[Image-grounded pointing data]
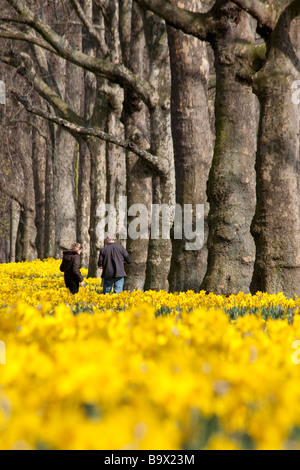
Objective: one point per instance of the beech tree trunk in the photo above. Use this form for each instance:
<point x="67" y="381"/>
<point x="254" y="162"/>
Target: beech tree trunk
<point x="49" y="247"/>
<point x="39" y="150"/>
<point x="231" y="185"/>
<point x="276" y="225"/>
<point x="160" y="249"/>
<point x="193" y="147"/>
<point x="139" y="180"/>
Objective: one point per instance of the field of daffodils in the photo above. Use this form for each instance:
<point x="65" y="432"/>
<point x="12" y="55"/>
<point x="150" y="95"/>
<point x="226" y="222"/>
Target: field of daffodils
<point x="144" y="370"/>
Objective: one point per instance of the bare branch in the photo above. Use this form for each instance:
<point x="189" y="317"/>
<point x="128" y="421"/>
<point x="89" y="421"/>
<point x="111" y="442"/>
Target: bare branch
<point x="24" y="65"/>
<point x="266" y="13"/>
<point x="114" y="72"/>
<point x="9" y="33"/>
<point x="159" y="164"/>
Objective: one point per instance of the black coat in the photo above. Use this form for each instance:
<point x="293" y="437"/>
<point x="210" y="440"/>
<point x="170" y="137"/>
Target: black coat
<point x="70" y="266"/>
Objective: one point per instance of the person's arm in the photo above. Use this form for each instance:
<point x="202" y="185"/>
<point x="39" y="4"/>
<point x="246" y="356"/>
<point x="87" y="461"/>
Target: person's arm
<point x="76" y="268"/>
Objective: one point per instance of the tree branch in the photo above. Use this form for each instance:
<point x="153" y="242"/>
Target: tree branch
<point x="159" y="164"/>
<point x="24" y="65"/>
<point x="9" y="33"/>
<point x="114" y="72"/>
<point x="200" y="25"/>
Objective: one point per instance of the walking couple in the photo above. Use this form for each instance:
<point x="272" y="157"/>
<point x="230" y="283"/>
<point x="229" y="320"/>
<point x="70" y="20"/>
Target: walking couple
<point x="111" y="262"/>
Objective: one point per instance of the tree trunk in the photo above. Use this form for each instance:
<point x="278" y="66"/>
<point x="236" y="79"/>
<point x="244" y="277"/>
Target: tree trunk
<point x="276" y="225"/>
<point x="14" y="223"/>
<point x="193" y="147"/>
<point x="49" y="248"/>
<point x="163" y="188"/>
<point x="84" y="201"/>
<point x="231" y="186"/>
<point x="39" y="150"/>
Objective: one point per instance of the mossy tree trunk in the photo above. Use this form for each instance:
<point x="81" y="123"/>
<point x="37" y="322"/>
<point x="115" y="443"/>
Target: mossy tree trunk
<point x="193" y="147"/>
<point x="231" y="185"/>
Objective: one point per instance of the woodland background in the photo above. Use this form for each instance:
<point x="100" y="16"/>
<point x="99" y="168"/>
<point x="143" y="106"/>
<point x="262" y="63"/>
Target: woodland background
<point x="160" y="101"/>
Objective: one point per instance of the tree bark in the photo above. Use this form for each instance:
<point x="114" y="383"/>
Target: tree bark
<point x="39" y="150"/>
<point x="163" y="188"/>
<point x="193" y="147"/>
<point x="276" y="225"/>
<point x="139" y="181"/>
<point x="14" y="223"/>
<point x="231" y="185"/>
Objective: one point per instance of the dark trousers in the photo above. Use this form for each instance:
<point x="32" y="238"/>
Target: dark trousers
<point x="72" y="285"/>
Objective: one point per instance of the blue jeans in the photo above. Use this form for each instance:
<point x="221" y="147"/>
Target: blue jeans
<point x="117" y="283"/>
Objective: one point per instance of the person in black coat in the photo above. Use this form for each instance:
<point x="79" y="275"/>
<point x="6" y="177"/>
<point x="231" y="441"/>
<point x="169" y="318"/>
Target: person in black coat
<point x="111" y="260"/>
<point x="70" y="266"/>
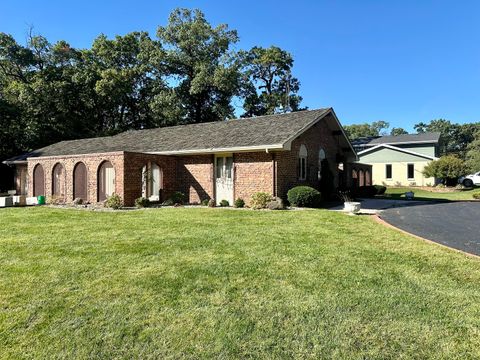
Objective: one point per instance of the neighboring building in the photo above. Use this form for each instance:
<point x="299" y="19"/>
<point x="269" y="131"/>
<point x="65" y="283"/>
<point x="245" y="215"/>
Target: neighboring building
<point x="399" y="160"/>
<point x="218" y="160"/>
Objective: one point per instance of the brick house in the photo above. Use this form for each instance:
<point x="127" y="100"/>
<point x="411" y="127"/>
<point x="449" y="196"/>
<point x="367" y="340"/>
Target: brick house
<point x="218" y="160"/>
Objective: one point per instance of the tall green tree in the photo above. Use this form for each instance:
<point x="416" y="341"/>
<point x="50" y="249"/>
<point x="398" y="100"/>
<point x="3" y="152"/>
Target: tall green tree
<point x="398" y="131"/>
<point x="472" y="160"/>
<point x="268" y="84"/>
<point x="203" y="70"/>
<point x="454" y="137"/>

### Problem to work on
The span to print begins at the line containing "Target: brick house" and ends at the final line of the entries; print it exactly and print nothing else.

### Output of the task
Target: brick house
<point x="218" y="160"/>
Objective: one point per instance of the tall green tree in the photo above. Use this form for each instance:
<point x="416" y="341"/>
<point x="50" y="249"/>
<point x="398" y="100"/>
<point x="3" y="152"/>
Target: tall green tree
<point x="398" y="131"/>
<point x="472" y="160"/>
<point x="268" y="84"/>
<point x="203" y="70"/>
<point x="454" y="137"/>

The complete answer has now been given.